**Task to carry out:** Which lines in the rows below contain the word "painting", with case counting? Return each of those lines in full.

**Exercise input:**
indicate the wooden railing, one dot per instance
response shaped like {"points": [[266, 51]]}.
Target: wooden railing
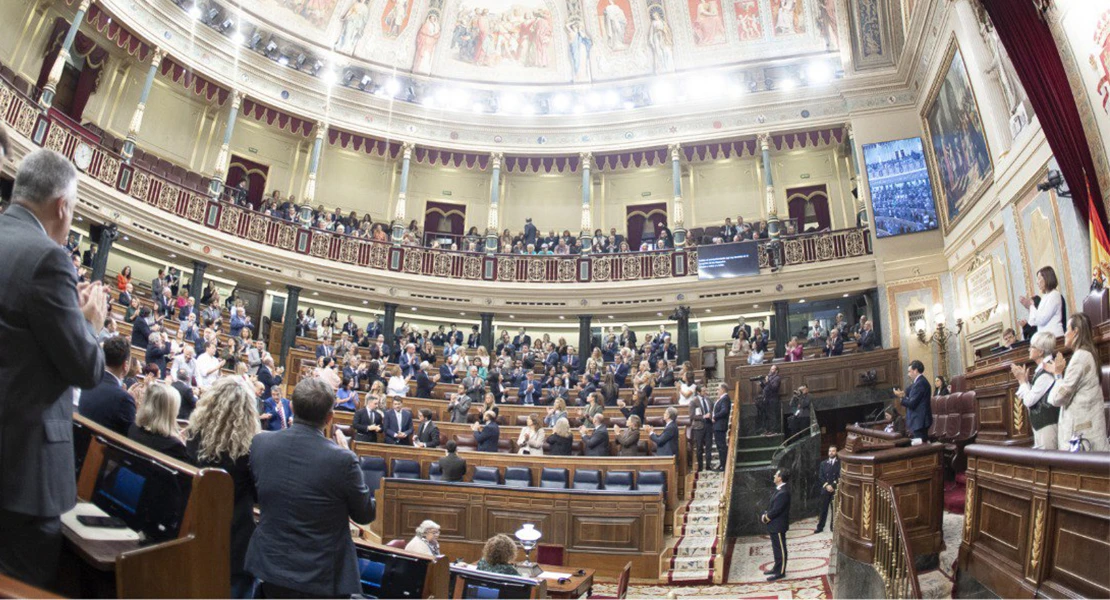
{"points": [[894, 558], [23, 115]]}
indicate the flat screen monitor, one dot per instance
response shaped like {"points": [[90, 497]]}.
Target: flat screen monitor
{"points": [[900, 189], [149, 496], [732, 260], [389, 575]]}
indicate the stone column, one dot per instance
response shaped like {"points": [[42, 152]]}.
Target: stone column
{"points": [[289, 322], [108, 234], [586, 239], [197, 284], [585, 339], [56, 70], [129, 144], [780, 327], [221, 160], [389, 323], [318, 145], [860, 205], [678, 212], [492, 226], [399, 211], [684, 334], [486, 334]]}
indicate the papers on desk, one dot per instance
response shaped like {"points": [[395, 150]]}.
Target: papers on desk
{"points": [[94, 534]]}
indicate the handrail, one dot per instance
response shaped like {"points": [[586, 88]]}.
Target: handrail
{"points": [[894, 557]]}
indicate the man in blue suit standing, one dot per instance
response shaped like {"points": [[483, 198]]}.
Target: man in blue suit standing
{"points": [[399, 424], [916, 398]]}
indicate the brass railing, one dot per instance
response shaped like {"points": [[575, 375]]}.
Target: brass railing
{"points": [[894, 558]]}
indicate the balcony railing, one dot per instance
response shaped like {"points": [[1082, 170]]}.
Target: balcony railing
{"points": [[49, 131]]}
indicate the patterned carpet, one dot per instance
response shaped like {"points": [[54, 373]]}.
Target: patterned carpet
{"points": [[807, 569]]}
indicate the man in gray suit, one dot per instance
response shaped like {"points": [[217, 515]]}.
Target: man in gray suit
{"points": [[49, 327], [308, 489]]}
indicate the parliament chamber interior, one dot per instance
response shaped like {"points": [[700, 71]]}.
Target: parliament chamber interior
{"points": [[554, 298]]}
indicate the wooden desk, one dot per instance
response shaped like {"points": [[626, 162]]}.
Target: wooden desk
{"points": [[576, 587]]}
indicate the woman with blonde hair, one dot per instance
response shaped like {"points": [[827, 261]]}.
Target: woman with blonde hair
{"points": [[532, 437], [155, 424], [219, 436], [1077, 390]]}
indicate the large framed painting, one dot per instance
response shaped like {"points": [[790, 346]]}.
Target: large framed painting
{"points": [[957, 141]]}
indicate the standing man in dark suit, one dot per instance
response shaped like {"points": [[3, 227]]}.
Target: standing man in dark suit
{"points": [[49, 324], [399, 424], [367, 421], [452, 467], [720, 412], [109, 404], [703, 443], [828, 476], [777, 519], [530, 233], [666, 444], [309, 489], [917, 402], [596, 443], [487, 433], [427, 434]]}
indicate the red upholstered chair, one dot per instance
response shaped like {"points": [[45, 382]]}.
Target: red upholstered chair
{"points": [[622, 585], [551, 553]]}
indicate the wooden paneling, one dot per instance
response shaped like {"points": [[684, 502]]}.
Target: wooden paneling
{"points": [[824, 376], [601, 530], [1038, 522]]}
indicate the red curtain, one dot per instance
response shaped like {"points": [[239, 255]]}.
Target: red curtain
{"points": [[255, 174], [643, 219], [1036, 58], [816, 195], [443, 220]]}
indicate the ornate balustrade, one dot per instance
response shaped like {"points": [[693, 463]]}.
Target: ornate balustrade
{"points": [[100, 163]]}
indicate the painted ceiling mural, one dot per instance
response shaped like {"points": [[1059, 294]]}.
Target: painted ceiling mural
{"points": [[556, 41]]}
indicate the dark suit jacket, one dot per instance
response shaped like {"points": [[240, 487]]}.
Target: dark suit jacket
{"points": [[597, 441], [48, 347], [918, 406], [487, 437], [424, 385], [778, 510], [429, 434], [363, 419], [109, 405], [392, 427], [828, 474], [666, 444], [452, 467], [308, 489], [188, 402]]}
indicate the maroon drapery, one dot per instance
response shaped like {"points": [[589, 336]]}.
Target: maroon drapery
{"points": [[1036, 58], [817, 195], [444, 219], [644, 217], [89, 78], [255, 174]]}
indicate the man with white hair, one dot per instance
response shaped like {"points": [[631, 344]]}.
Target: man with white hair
{"points": [[50, 324]]}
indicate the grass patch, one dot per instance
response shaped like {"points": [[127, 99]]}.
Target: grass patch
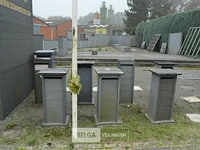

**The result:**
indicate the large framed painting, one dot per instance
Target: large framed painting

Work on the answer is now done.